• [WORK INSTRUCTIONS] Please count the lines in the data below that hold "person" and answer with the number by itself.

Records excerpted from a collection
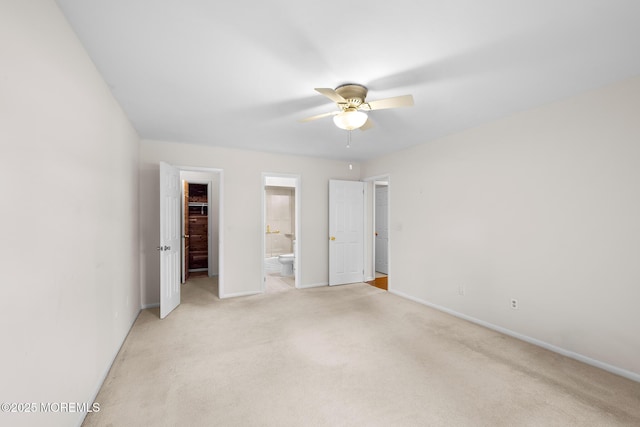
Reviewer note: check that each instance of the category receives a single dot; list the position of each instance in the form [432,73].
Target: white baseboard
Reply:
[313,285]
[240,294]
[576,356]
[106,371]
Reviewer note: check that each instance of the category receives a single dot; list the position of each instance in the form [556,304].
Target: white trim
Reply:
[298,236]
[146,306]
[314,285]
[113,359]
[241,294]
[570,354]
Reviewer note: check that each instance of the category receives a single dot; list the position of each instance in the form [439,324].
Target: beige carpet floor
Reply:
[350,355]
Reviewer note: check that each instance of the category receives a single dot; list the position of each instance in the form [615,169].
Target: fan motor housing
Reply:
[355,94]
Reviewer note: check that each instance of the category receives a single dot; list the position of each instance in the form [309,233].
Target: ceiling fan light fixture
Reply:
[350,119]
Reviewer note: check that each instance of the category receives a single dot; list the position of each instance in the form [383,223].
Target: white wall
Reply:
[69,217]
[242,211]
[542,206]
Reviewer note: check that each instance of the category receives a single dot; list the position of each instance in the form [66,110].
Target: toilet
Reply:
[287,262]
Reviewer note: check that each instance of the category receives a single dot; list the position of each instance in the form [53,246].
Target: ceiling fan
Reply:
[352,105]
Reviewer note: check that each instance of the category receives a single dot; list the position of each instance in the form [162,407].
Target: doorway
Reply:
[201,225]
[380,209]
[281,232]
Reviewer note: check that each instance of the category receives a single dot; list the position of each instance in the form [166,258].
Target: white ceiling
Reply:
[242,73]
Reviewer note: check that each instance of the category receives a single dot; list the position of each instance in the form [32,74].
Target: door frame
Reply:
[336,278]
[209,184]
[220,173]
[371,253]
[298,235]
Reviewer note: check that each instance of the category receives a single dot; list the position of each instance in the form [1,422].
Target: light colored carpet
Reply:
[350,355]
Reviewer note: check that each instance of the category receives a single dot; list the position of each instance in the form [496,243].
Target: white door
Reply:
[382,229]
[346,232]
[169,238]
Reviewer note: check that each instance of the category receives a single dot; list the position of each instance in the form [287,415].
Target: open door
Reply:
[185,231]
[346,232]
[169,239]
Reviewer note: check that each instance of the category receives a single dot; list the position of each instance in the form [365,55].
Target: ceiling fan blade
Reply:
[367,125]
[331,94]
[394,102]
[319,116]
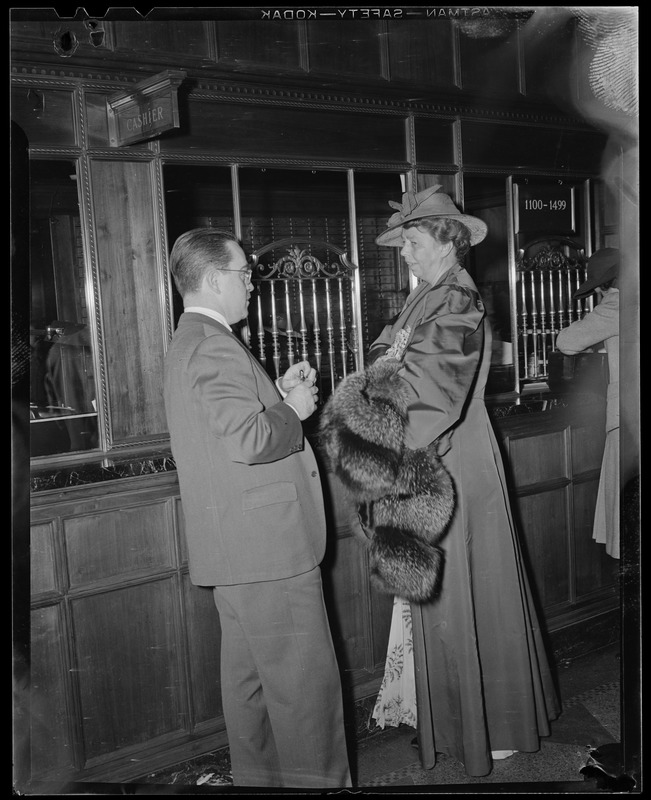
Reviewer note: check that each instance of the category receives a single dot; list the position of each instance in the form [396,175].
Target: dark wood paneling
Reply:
[538,458]
[487,144]
[49,702]
[203,634]
[185,37]
[130,679]
[421,52]
[544,531]
[130,288]
[434,141]
[246,45]
[118,543]
[42,570]
[244,130]
[46,115]
[346,48]
[489,42]
[588,446]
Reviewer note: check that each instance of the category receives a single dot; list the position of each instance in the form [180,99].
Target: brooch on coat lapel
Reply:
[405,498]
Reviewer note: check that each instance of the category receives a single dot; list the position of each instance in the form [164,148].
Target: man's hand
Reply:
[299,383]
[297,373]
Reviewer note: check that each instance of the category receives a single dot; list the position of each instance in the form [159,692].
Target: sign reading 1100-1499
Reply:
[544,208]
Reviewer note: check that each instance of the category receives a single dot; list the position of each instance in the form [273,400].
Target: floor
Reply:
[585,737]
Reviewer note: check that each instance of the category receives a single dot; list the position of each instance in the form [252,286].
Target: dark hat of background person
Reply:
[427,203]
[602,267]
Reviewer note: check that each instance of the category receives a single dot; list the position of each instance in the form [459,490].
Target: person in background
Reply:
[483,685]
[599,329]
[255,526]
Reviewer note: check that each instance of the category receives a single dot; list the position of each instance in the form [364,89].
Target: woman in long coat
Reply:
[484,688]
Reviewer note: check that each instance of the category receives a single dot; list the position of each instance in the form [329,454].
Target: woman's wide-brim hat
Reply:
[603,266]
[427,203]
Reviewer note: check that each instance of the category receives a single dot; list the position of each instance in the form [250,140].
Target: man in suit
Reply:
[255,526]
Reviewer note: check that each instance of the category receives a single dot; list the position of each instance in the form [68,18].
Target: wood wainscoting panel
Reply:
[118,543]
[203,633]
[543,523]
[537,458]
[130,281]
[42,560]
[47,698]
[128,656]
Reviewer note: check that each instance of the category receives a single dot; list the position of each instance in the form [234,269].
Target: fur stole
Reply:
[405,498]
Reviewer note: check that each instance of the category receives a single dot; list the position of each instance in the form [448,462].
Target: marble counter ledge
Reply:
[107,469]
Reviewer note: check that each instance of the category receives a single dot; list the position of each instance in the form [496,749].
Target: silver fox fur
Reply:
[405,498]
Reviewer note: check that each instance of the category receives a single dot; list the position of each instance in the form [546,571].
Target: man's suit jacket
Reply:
[250,485]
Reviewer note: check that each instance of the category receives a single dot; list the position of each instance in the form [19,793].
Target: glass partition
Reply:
[63,405]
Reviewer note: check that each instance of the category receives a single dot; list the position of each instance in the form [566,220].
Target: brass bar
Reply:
[329,335]
[570,292]
[263,354]
[561,323]
[342,329]
[552,309]
[290,330]
[274,329]
[524,321]
[543,322]
[317,328]
[303,331]
[534,326]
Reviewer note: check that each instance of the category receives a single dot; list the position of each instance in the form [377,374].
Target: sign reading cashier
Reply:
[149,109]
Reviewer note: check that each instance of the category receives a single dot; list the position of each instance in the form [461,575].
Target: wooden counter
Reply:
[125,651]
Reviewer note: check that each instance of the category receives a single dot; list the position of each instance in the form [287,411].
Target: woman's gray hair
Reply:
[444,230]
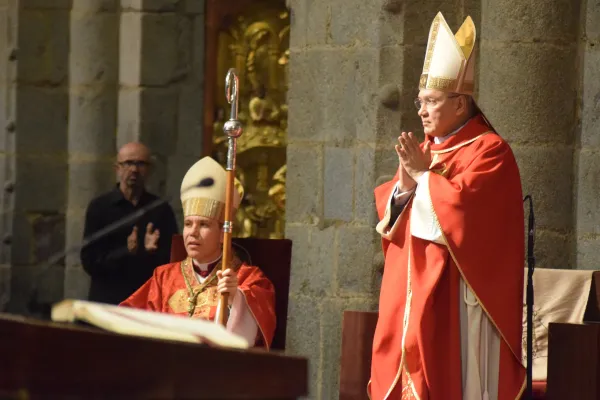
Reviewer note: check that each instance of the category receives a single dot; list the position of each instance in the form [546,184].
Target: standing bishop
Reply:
[451,222]
[192,287]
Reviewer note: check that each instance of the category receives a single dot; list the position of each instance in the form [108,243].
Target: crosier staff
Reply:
[233,130]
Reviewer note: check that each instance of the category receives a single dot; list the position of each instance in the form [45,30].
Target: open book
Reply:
[130,321]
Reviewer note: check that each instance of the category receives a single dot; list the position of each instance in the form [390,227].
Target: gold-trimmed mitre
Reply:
[207,201]
[450,58]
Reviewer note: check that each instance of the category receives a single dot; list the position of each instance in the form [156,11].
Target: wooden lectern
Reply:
[50,360]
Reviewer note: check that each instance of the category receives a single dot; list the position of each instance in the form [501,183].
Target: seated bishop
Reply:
[192,287]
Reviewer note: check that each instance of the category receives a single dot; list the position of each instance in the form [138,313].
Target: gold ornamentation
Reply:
[257,44]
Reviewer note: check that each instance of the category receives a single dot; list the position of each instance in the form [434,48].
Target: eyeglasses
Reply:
[430,103]
[134,163]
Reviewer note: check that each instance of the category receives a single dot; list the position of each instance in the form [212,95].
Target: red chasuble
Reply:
[174,289]
[475,192]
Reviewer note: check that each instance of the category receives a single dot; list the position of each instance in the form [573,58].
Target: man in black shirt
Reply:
[123,261]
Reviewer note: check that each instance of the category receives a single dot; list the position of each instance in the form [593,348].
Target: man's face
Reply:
[133,166]
[439,111]
[202,238]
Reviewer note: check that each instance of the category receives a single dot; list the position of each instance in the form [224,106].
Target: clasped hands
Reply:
[414,161]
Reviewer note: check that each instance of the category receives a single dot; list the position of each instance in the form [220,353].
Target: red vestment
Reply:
[174,289]
[475,191]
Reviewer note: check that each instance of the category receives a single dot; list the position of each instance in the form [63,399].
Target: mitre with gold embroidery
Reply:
[450,58]
[207,201]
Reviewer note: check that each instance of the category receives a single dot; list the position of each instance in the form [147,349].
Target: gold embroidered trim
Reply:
[203,207]
[402,365]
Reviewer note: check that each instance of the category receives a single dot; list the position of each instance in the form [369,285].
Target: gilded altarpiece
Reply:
[253,37]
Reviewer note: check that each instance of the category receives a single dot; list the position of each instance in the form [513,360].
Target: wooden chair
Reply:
[274,258]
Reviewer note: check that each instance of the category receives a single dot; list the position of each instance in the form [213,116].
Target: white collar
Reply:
[204,266]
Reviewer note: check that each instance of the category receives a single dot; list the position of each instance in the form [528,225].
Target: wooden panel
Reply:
[41,359]
[358,329]
[573,353]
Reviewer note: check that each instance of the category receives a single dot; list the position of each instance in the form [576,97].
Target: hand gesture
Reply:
[132,240]
[414,160]
[227,283]
[151,238]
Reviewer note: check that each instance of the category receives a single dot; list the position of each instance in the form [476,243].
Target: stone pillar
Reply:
[161,86]
[587,193]
[93,66]
[7,116]
[354,72]
[528,83]
[36,147]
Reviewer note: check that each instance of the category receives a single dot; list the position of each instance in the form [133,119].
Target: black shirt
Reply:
[116,273]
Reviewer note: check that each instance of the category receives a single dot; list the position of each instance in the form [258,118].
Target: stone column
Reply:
[36,140]
[528,83]
[93,64]
[587,193]
[161,86]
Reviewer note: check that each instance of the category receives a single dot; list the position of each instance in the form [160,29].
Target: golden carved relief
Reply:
[256,43]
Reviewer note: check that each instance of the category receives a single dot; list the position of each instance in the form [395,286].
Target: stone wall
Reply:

• [ANSWER TO THE EXERCISE] 2